Please copy the rows word for word, starting at the line that contains "Mark one point on each instance of the white license" and ending with the final line of the rows.

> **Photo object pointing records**
# # # #

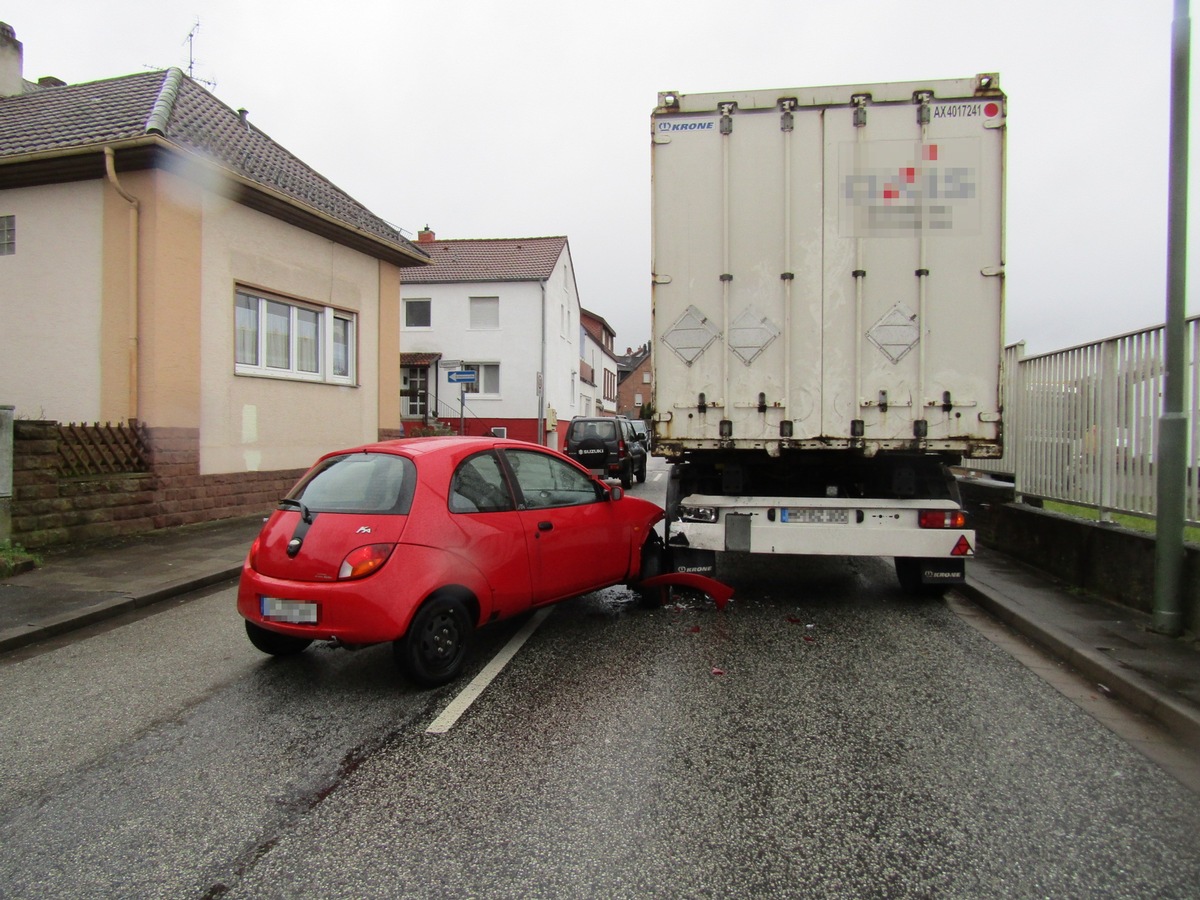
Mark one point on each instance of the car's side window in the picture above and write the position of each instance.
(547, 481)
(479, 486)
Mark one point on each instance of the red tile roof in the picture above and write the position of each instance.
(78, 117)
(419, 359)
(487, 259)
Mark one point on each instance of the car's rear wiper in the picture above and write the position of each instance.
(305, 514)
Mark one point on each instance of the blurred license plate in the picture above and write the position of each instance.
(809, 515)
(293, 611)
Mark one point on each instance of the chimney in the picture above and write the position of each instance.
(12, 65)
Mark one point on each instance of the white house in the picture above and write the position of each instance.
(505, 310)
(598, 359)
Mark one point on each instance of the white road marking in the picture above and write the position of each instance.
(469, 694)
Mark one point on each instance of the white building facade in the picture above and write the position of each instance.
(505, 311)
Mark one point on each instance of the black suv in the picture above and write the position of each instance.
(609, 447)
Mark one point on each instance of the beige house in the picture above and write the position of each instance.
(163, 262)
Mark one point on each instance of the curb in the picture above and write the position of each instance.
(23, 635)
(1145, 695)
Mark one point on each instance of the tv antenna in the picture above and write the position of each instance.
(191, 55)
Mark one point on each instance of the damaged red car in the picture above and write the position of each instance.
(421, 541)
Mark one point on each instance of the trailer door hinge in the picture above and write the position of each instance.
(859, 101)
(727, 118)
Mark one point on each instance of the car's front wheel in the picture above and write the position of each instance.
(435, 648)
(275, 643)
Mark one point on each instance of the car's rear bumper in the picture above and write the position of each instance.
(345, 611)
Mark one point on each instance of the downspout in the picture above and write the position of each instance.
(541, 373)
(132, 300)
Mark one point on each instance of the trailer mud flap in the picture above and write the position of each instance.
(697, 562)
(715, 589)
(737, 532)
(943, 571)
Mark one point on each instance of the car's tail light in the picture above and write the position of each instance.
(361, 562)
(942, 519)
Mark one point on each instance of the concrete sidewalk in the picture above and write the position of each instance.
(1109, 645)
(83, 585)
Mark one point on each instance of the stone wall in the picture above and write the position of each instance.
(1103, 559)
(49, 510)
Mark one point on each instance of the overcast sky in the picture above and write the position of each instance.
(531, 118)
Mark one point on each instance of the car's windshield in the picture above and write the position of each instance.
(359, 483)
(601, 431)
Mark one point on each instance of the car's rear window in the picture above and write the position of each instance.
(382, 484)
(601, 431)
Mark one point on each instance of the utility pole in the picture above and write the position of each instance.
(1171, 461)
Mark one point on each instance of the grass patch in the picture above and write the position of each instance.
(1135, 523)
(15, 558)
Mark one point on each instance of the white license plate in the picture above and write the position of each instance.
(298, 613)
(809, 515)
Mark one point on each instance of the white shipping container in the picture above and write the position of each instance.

# # # #

> **Exercise result**
Mark one point on each instance of the white license plate in the picture above and write the position of each instance.
(298, 613)
(809, 515)
Mark one point on each instance of the white shipping container in the picture above and write the position of each instance.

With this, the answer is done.